Text block.
---------------

Single by Greymachine

from the album Disconnected
- B-side: "We Are All Fucking Liars"
- Released: 12 May 2009
- Genre: Industrial metal, sludge metal, post-metal, noise
- Length: 18:12
- Label: Hydra Head
- Producer(s): Justin Broadrick

= Vultures Descend =

"Vultures Descend" is a song by experimental music project Greymachine, from the act's debut album, Disconnected. Produced by the band leader Justin Broadrick, it was released on 12 May 2009 as a single via bandmember Aaron Turner's own record label, Hydra Head Records.

==Background==
The song was released as a 12" vinyl and a cassette single. The 12" single was limited to 600 copies that were pressed on black vinyl with white labels. Each copy has a "DJ style sleeve" with centre hole punched out and with a sticker in the upper right hand corner.

The song was also released for free download prior to the release of the single on Avalanche Recordings' official website.

---------------

Provided material.
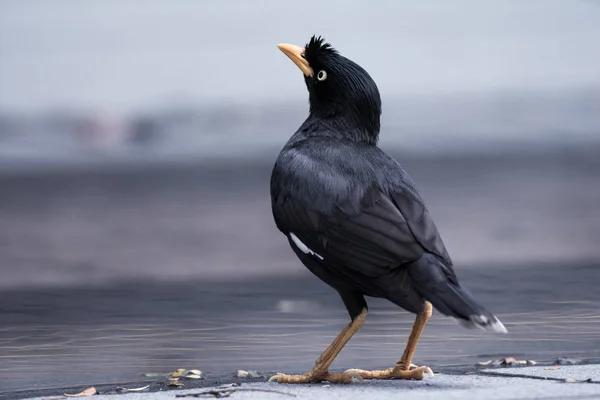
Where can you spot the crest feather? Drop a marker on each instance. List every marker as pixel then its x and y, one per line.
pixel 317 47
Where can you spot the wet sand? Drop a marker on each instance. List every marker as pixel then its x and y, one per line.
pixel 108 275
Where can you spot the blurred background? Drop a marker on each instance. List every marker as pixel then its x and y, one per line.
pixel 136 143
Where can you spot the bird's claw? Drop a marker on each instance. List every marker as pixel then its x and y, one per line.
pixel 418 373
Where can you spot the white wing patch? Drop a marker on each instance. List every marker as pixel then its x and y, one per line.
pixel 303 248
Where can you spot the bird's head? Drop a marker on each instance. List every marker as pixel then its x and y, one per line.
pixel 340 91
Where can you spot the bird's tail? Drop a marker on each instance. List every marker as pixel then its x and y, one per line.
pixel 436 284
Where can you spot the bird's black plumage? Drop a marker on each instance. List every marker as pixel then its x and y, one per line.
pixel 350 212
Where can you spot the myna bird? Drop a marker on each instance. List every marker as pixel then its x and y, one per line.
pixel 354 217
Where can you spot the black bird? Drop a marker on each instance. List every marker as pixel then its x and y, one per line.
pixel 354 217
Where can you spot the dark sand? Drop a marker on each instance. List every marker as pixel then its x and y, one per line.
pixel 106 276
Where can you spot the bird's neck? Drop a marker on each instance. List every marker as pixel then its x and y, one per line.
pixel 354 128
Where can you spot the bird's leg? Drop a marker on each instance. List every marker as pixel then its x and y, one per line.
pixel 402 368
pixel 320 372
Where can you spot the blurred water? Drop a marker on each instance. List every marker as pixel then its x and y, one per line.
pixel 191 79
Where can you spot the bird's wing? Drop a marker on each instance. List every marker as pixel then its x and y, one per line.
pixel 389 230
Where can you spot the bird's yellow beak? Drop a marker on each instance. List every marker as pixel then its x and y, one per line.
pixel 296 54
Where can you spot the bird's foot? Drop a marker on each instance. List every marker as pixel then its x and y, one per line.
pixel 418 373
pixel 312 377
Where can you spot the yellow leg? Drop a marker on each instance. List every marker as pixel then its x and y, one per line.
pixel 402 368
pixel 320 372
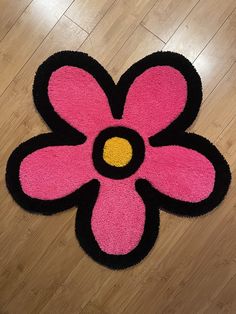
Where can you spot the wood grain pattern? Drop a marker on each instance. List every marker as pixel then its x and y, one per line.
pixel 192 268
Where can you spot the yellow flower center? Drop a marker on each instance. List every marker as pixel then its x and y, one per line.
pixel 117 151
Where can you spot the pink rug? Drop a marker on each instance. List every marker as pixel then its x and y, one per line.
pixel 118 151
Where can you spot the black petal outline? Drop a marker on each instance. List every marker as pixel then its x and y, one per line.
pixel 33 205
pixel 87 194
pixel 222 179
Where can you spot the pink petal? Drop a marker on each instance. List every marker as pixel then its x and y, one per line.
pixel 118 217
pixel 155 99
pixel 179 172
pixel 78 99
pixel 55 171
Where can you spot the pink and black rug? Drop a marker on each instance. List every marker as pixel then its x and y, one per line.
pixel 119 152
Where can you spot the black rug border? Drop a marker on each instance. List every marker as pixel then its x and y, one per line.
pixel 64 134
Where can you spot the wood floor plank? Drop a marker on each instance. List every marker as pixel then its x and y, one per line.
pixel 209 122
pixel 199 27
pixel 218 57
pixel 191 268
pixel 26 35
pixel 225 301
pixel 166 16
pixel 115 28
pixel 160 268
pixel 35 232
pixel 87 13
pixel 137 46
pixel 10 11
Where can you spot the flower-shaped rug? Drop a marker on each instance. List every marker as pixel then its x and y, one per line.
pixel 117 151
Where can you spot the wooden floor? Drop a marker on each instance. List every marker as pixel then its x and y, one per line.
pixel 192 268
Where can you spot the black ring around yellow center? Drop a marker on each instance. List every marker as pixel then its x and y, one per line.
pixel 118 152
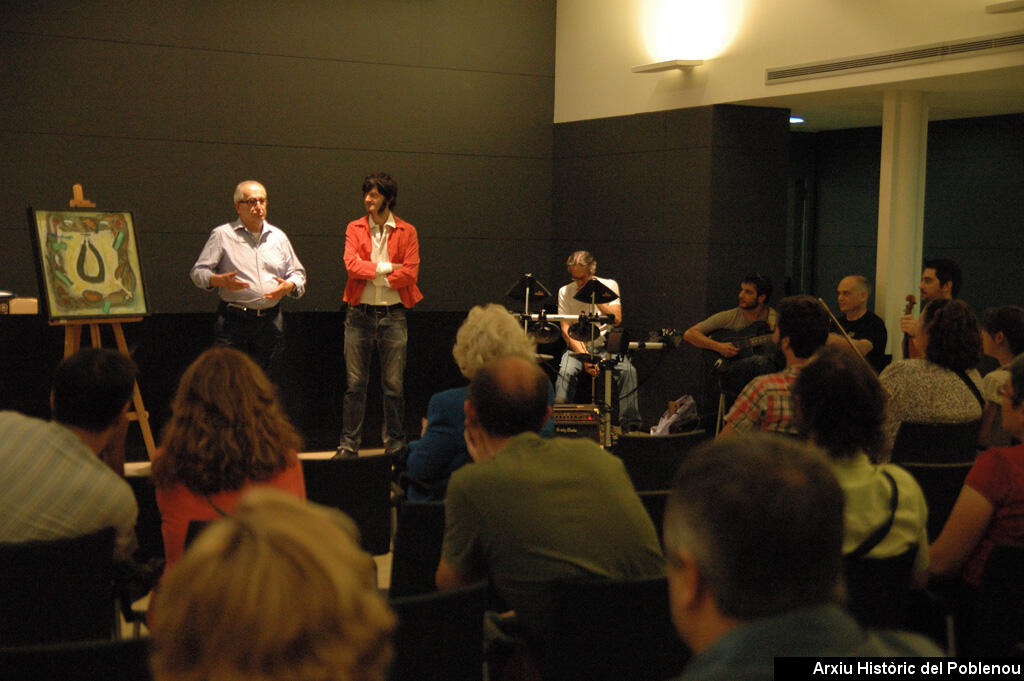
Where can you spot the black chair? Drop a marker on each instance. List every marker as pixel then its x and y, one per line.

---------------

Problem 1.
In the "Vultures Descend" text:
(a) Which record label released the single?
(b) How many copies was the 12" single limited to?
(c) On which website was the song offered as a free download before the single came out?
Problem 2. Which genres does the "Vultures Descend" text list for the single? Name all of them.
Problem 3. Can you continue the "Vultures Descend" text from where it stops?

Exercise response 1.
(a) Hydra Head Records, the label run by bandmember Aaron Turner.
(b) 600 copies.
(c) Avalanche Recordings' official website.

Exercise response 2. Industrial metal, sludge metal, post-metal, noise

Exercise response 3.
==Critical reception==
Tom Breihan of Pitchfork Media described the track as "an extended formless feedback wallow, along the lines of Broadrick's work as Final." Keith Carman of Exclaim! commented, "Apparently, the music is even more cacophonous and doomy than one might expect." Another Exclaim! staff reviewer, Cam Lindsay, described the song as a "mighty fine piece of ruthlessly sludgy noisecore."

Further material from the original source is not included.